The open house at the former Chalk Hill School in Monroe marks the students' first time in a formal classroom setting since the massacre on Dec. 14, when a gunman killed 20 of their fellow classmates and six educators. Classes are starting for the Sandy Hook students on Thursday.

The road leading to the school in a rural, largely residential neighborhood was lined with signs greeting the students, saying "Welcome Sandy Hook Elementary School" and "Welcome. You are in our prayers." Several police cars were parked outside the school.

Teams of workers, many of them volunteers, prepared the former Chalk Hill middle school with fresh paint and new furniture and even raised bathroom floors so the smaller elementary school students can reach the toilets. The students' desks, backpacks and other belongings that were left behind following the shooting were taken to the new school to make them feel at home.

Furniture has been moved from the old building, schools Superintendent Janet Robinson said at a news conference Wednesday. The building will be decorated like a winter wonderland, filled with snowflakes people from around the world sent to the Connecticut PTSA to help make the students feel welcome, she said.

Counselors say it's important for children to get back to a normal routine and for teachers and parents to offer sensitive reassurances.

One parent, Robert Bazuro, said he is pleased his second- and fourth-graders are going back to school on Thursday.

"We're very happy the kids are going back and we're very thankful for Monroe for everything they've done for us," said Bazuro, who was with his children at a Newtown barbershop.

When classes start, Robinson said teachers will try to make it as normal a school day as possible for the children.

"We want to get back to teaching and learning," she said. "We will obviously take time out from the academics for any conversations that need to take place, and there will be a lot of support there. All in all, we want the kids to reconnect with their friends and classroom teachers, and I think that's going to be the healthiest thing."

She added that the school will be able to accommodate parents who want to go into the school tomorrow with their children.

Security is at the forefront of parents' and officials' minds as children prepare to return to classes, and school officials said police have worked tirelessly to make the school safe.

"I think, right now, it has to be the safest school in America," Monroe Police Lt. Keith White said.


Police said they are stopping every vehicle that goes onto the campus and interviewing the people inside. Several security devices have been installed, and police will remain at the scene until further notice.
- - - - -
_Brief a_:
According to the article about Sandy Hook students moving to a new school, on what day do their classes start?
The article and the entries come from separate, unrelated sources.

_Listing_:
- - - - -
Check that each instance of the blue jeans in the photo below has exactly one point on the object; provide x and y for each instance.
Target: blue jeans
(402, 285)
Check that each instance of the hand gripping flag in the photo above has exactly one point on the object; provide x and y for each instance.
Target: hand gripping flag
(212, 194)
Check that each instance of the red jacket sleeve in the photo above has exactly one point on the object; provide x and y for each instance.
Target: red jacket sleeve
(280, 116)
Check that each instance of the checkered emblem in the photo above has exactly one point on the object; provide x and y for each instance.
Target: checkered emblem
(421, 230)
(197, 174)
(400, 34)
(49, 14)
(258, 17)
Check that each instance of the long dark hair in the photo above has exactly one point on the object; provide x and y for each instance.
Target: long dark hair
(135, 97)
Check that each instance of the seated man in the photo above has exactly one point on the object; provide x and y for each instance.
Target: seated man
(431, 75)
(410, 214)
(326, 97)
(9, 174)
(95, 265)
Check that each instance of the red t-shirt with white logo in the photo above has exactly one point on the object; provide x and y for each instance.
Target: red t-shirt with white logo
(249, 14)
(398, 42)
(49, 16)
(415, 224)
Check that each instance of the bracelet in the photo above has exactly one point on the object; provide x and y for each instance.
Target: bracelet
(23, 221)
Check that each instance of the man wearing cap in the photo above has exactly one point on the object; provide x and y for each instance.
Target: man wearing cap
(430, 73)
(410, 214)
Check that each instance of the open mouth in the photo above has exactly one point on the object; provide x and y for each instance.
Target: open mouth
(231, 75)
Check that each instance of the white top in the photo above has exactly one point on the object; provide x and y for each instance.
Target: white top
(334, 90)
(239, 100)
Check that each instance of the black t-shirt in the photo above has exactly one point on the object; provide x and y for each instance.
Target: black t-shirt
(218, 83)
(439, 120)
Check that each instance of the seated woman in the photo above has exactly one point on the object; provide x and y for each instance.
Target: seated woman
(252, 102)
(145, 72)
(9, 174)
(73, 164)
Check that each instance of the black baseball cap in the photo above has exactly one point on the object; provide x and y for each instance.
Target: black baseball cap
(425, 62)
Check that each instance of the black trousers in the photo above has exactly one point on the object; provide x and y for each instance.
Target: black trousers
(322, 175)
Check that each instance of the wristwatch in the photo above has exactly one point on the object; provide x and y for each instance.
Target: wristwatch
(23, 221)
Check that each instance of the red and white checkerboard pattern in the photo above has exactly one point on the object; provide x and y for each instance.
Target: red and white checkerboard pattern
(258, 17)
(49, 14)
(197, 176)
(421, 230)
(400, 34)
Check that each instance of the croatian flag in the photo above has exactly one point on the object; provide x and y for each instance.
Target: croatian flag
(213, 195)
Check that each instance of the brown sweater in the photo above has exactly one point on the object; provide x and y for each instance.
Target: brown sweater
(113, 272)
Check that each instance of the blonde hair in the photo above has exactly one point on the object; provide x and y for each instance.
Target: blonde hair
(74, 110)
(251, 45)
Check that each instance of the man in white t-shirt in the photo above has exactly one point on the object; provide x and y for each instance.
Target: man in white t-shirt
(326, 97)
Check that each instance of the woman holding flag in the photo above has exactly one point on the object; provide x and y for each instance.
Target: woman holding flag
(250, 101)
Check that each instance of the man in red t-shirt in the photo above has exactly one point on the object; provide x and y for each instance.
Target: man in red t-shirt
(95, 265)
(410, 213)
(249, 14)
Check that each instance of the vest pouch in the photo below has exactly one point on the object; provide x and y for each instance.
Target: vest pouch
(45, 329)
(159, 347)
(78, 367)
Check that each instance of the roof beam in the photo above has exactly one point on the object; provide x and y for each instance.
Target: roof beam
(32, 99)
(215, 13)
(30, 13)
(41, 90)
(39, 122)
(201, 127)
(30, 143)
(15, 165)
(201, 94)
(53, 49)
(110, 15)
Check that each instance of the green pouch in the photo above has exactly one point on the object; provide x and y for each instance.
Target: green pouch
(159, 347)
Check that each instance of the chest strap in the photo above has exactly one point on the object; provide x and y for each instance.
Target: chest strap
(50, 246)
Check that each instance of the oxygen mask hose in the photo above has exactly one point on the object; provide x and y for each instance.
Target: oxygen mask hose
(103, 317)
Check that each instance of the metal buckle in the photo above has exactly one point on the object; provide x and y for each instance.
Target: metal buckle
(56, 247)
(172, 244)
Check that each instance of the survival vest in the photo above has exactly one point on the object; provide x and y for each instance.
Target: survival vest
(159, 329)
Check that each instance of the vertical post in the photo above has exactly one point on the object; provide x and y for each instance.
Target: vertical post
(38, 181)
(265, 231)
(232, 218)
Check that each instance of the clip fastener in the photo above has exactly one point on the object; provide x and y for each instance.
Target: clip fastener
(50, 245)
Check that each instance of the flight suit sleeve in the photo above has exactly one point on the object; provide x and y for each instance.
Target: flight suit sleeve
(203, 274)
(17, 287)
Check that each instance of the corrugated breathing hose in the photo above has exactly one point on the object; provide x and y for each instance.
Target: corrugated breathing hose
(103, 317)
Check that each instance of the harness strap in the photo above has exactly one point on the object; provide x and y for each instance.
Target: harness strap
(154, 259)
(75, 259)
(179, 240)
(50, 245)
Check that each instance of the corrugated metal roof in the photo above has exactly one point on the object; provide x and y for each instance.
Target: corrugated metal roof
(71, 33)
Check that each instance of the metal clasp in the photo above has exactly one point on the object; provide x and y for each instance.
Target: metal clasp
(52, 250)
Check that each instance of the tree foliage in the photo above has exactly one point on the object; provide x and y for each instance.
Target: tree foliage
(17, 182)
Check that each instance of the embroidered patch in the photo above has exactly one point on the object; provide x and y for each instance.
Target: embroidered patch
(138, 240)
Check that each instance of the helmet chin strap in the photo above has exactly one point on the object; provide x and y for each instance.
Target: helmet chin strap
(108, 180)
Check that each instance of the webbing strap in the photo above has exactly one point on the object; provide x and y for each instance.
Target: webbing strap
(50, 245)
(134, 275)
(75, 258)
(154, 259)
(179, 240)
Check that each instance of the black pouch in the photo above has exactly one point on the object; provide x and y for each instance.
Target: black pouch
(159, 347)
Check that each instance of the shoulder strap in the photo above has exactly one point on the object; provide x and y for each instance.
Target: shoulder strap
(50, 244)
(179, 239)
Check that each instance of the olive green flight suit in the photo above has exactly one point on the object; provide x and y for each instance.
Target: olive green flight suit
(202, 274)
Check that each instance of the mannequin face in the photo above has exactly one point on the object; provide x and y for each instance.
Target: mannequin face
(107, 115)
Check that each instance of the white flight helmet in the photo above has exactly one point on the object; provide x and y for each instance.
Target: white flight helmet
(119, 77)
- - - - -
_Brief b_:
Extract each line of the entries that contains the word "webbing".

_Written response a_:
Thursday

_Written response b_:
Check that each instance of the webbing strap in the photo above has exactly one point on the object; provide x and y for each instance.
Target: webbing strap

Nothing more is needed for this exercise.